What is being asked.
Turn every line of the records below into a JSON list of strings, one string per line, skipping blank lines. Leave the pictures out of the list.

(Bounding-box records)
######

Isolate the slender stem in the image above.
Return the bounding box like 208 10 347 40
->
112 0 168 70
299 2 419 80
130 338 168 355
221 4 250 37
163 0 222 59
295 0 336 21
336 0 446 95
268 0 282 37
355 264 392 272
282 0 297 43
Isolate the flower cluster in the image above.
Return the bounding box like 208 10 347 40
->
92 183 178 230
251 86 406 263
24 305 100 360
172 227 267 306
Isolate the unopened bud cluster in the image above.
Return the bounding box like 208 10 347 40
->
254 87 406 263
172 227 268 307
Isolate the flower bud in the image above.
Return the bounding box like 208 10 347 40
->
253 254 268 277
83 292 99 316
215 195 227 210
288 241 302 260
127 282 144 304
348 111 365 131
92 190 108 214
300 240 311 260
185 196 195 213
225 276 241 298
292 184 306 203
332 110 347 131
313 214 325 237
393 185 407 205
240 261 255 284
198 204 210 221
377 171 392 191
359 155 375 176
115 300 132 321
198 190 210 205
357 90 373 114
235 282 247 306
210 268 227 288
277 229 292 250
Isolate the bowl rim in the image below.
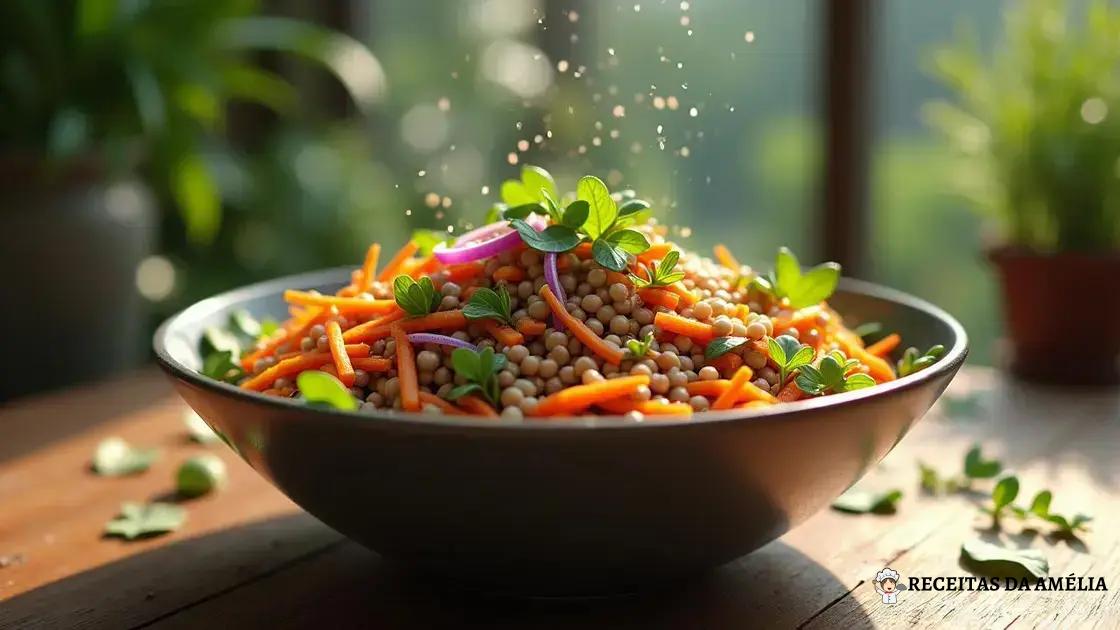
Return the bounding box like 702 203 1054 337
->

######

Response for this exercise.
[
  "Isolate the slender stem in the image above.",
  "Return the bounding box like 208 10 347 40",
  "->",
  "112 0 168 70",
  "299 2 419 80",
  "130 338 168 355",
  "221 4 250 37",
  "163 0 222 59",
  "295 0 336 21",
  "336 0 446 95",
  "268 0 282 37",
  "355 264 392 272",
  "282 0 297 43",
  "Isolate the flower cluster in the image above.",
  "Return the bounding box like 208 10 347 40",
  "->",
  "92 183 178 230",
  "251 86 406 263",
  "24 305 100 360",
  "172 227 267 306",
  "Isolate the unopened bud cluster in the image above.",
  "Return the bounding box like 208 10 347 40",
  "->",
  "254 87 406 263",
  "172 227 268 307",
  "Isolate the flower bud in the image above.",
  "Return the bounding box like 208 10 347 40",
  "->",
  "253 254 268 277",
  "83 292 99 316",
  "215 195 227 210",
  "288 241 302 260",
  "127 282 144 304",
  "348 111 365 131",
  "92 190 108 214",
  "300 240 311 260",
  "185 196 195 213",
  "225 276 241 298",
  "292 184 306 203",
  "332 110 347 131",
  "313 214 325 237",
  "393 185 407 205",
  "240 261 255 284",
  "198 204 210 221",
  "377 171 392 191",
  "359 155 375 176",
  "115 300 132 321",
  "198 190 210 205",
  "357 90 373 114",
  "235 282 247 306",
  "210 268 227 288",
  "277 229 292 250",
  "Isolate the bowl rim in the image below.",
  "Return the bounding box like 702 203 1054 337",
  "->"
]